(Problem statement) Within the entries that follow, show each line where the word "positive" occurs.

========================

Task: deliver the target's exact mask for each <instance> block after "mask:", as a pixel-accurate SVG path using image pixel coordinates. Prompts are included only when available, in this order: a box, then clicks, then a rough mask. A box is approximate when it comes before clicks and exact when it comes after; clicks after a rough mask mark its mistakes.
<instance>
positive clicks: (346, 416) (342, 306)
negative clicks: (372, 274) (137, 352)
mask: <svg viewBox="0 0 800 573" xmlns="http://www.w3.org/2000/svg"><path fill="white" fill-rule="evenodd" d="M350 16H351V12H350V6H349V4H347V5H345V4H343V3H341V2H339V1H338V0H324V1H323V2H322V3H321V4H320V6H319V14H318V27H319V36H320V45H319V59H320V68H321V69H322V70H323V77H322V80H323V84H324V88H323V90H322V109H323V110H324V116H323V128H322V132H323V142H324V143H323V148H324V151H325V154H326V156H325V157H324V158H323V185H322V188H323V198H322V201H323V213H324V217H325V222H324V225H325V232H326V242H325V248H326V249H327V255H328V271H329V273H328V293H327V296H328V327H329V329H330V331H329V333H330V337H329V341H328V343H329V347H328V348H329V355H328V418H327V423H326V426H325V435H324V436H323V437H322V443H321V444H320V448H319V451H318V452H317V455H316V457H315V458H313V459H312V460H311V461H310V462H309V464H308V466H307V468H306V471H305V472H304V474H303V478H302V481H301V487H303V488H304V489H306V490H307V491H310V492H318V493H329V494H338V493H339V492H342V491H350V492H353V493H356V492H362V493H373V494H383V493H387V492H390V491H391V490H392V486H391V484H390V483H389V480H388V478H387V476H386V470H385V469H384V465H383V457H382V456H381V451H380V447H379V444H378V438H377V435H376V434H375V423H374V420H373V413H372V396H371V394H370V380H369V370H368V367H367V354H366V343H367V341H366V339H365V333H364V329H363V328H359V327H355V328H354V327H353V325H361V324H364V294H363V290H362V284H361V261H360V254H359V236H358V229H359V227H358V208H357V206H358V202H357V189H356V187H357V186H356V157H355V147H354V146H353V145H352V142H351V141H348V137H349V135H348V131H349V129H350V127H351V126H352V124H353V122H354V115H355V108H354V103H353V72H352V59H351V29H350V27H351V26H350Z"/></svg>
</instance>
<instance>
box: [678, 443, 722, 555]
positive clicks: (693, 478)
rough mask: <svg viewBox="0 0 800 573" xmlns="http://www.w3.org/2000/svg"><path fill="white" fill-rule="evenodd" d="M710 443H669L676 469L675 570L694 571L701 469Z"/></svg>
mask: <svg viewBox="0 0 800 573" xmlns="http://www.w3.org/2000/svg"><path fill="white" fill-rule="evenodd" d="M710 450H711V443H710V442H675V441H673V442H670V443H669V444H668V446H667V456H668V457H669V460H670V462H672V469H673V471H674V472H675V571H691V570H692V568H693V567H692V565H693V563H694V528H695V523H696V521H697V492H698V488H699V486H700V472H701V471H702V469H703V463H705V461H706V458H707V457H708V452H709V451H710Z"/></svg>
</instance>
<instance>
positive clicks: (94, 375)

========================

(Reply to the exercise)
positive clicks: (346, 416) (342, 306)
positive clicks: (693, 478)
positive clicks: (94, 375)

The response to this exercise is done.